[Dataset excerpts on object pointing]
================================

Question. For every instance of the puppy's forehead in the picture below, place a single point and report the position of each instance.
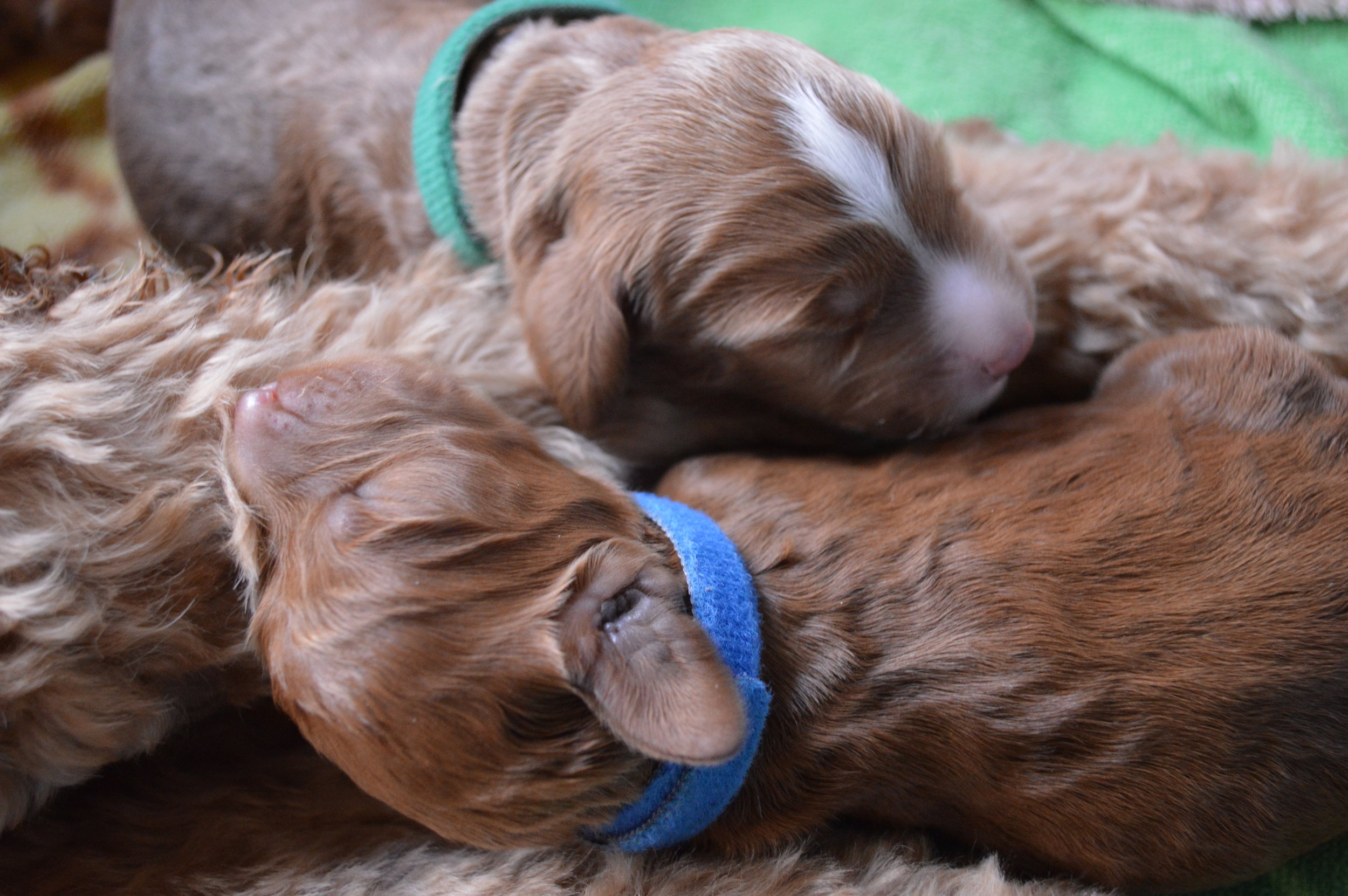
(852, 162)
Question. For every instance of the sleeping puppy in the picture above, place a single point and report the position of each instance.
(713, 239)
(1107, 639)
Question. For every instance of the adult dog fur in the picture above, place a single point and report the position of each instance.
(240, 806)
(1088, 636)
(713, 239)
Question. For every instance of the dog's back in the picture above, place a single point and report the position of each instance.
(223, 108)
(1109, 636)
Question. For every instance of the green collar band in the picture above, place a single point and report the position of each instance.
(443, 92)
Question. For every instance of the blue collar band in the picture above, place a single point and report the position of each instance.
(441, 95)
(680, 801)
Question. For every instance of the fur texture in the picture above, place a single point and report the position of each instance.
(1255, 10)
(696, 258)
(122, 608)
(1087, 636)
(243, 808)
(1129, 244)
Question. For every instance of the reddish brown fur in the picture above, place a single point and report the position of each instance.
(686, 279)
(1092, 636)
(242, 806)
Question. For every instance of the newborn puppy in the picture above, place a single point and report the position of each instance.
(1107, 639)
(713, 239)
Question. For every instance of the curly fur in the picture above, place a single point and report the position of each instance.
(244, 806)
(1127, 244)
(120, 606)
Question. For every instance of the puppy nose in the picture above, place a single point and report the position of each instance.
(255, 399)
(1012, 352)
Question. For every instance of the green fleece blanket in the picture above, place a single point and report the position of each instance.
(1071, 71)
(1093, 74)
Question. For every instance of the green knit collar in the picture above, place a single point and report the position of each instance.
(440, 98)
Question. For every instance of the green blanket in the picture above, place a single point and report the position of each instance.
(1071, 71)
(1093, 74)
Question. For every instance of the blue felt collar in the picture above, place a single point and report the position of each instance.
(681, 802)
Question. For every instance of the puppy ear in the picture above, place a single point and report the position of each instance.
(576, 330)
(645, 666)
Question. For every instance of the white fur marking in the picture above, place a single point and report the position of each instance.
(855, 165)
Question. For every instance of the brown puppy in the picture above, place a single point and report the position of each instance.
(713, 239)
(122, 605)
(242, 806)
(1107, 639)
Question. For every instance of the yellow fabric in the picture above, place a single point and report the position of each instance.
(60, 185)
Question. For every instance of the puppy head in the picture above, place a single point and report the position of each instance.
(484, 639)
(738, 215)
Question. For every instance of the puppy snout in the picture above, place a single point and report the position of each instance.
(257, 401)
(987, 324)
(1013, 349)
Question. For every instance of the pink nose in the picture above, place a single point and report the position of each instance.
(252, 401)
(1012, 352)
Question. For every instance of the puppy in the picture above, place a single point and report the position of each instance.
(1106, 639)
(242, 806)
(713, 239)
(1131, 243)
(123, 605)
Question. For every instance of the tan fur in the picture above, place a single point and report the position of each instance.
(243, 808)
(1090, 636)
(1127, 244)
(686, 275)
(120, 604)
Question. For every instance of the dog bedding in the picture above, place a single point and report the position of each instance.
(1041, 69)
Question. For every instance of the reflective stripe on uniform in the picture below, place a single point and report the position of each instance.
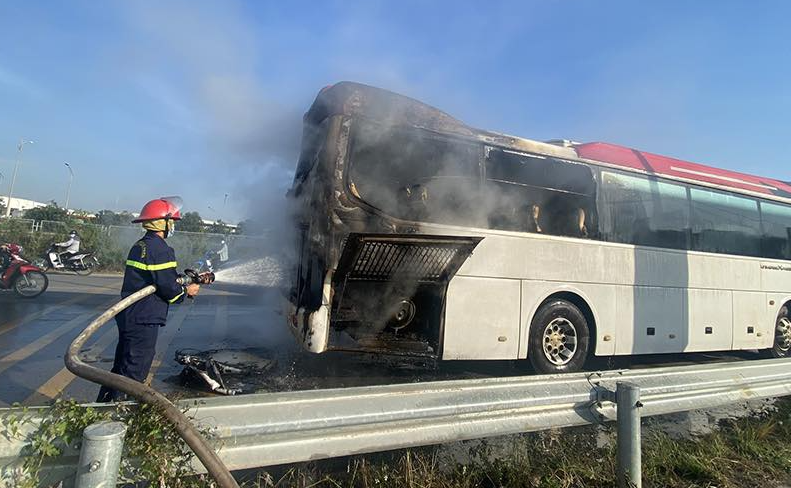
(173, 300)
(150, 267)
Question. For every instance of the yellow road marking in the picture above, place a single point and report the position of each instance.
(164, 340)
(36, 315)
(220, 320)
(63, 378)
(47, 339)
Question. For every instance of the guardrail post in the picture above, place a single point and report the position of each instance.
(627, 399)
(100, 455)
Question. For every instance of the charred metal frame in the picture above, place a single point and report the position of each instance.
(392, 280)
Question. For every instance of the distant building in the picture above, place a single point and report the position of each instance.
(208, 223)
(19, 205)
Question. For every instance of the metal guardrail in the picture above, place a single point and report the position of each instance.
(276, 428)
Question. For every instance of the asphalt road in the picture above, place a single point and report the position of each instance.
(242, 321)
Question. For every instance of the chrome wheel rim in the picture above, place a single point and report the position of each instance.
(783, 334)
(559, 341)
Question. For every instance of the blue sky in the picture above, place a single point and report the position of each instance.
(202, 98)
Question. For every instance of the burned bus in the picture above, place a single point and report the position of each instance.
(418, 235)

================================

## Task requirements
Leave every image out, and retype the material exactly.

## Exercise answer
Question. For every instance of the puppy's forehead in the picture below, place a single point and report the position of each instance.
(852, 162)
Question. For every instance of the sleeping puppy in the picture above, place a single point and report the position of each instance.
(713, 239)
(1107, 639)
Question. For every instance of the adult dog fur in the picture above, place a single point and report the position of each instance.
(240, 806)
(1088, 636)
(713, 239)
Question. For every instance of the dog's back in the picture above, place a single point and report the position of each instance.
(223, 108)
(1109, 636)
Question. For every instance of the green collar band in the picture above, place a single point and report the position of each instance.
(443, 92)
Question. For every instance of the blue collar band in the picture above, place a single point and report the position of each instance.
(441, 95)
(680, 801)
Question. For every instance of the fur texture in the picture above, place a single point and report the position of each instance.
(1255, 10)
(696, 258)
(122, 608)
(1087, 636)
(243, 808)
(1129, 244)
Question. For every instance of the reddish brown fur in the picture above, place a single point and report the position of each instance.
(686, 279)
(1092, 636)
(242, 806)
Question. For every instance of the newborn puppy in the picture above, place a single point and report the position of each instance.
(1107, 639)
(713, 239)
Question. For every instance of the curly fur in the picture above, place a single point and report the position of each instance.
(244, 806)
(1127, 244)
(120, 606)
Question. For every instance of the puppy nose in the picture above, place a single point and report the position of each instance.
(255, 399)
(1012, 352)
Question. For every instance of the green fleece blanket in the picture above, place a single point and report the position of each instance.
(1071, 71)
(1093, 74)
Question. For every instance of the green knit collar in the picture above, place a single point and report the position of each instance.
(440, 98)
Question. For every instance of the green blanket in the picture above, place a single point and report the position of each instance.
(1071, 71)
(1093, 74)
Question. For every instance of the blue felt collar in the picture above, place a single point and report the position of each instance.
(681, 802)
Question. For every instance of the puppy ear in the picture above, place a single point and report the position of each instance.
(576, 330)
(645, 666)
Question. For every instance of the white fur marking in the picture above, place a single point and report the position of each instance.
(855, 165)
Question. For every instance of the brown puppy in the picture above, place a single point and report the position of each instance.
(713, 239)
(122, 605)
(242, 806)
(1107, 639)
Question. For every instance of the yellow fabric in the picture above, place a single point and report the position of each instance.
(60, 185)
Question. For every instance of the puppy head in the picture above, place a single point and report the position of each instance.
(484, 639)
(738, 215)
Question. For every instance of the puppy snout in the picture above, place a single point and report the position of each instance.
(257, 401)
(987, 324)
(1013, 349)
Question. For every instance of the pink nose in the picture above, place a single point and report the position of each instance.
(252, 401)
(1012, 352)
Question. For every instance of the puppy in the picture above, place a single point and report the position of each instance.
(1106, 639)
(242, 806)
(713, 239)
(1131, 243)
(123, 605)
Question. For every instance of the tan fur in the picture above, place a single point and report the position of each instance.
(243, 808)
(1090, 636)
(1127, 244)
(686, 275)
(120, 604)
Question. For every instance of the dog bedding in the picture above, place a single point and report the position of each instance.
(1041, 69)
Question. For every instance of the reflective stripe on uniform in the picture below, place a single point and report the position of each instance.
(173, 300)
(150, 267)
Question. For every instance of the yellow road marking in the picture above, place a single point and report the position of each instance.
(164, 340)
(36, 315)
(220, 320)
(63, 378)
(47, 339)
Question. For every instance of the guardrail post in the picture above, place a single point and report the position of each instance.
(627, 399)
(100, 455)
Question. For every instance of the charred metal frame in the picture above, place a single point and report the position of each instance.
(392, 280)
Question. For every instance of the distant building in the picture above, place a single point and report the position of each instance.
(208, 223)
(19, 205)
Question. For every instance of the metal guardrail in the picture above, place a single point and report the position of each instance.
(276, 428)
Question. For every instance of the asphalt road in the picture above, place a single point and report the position of each instance.
(242, 321)
Question. For every instance of the chrome wheel rim in the picture above, place a single point and report the position of each instance.
(783, 334)
(559, 341)
Question. For every instance of the blue sky in the picture above, place a single point and report the position of each instance.
(202, 98)
Question. For every instance of the burned bus in the picture above, place a single point and report the position of each instance.
(418, 235)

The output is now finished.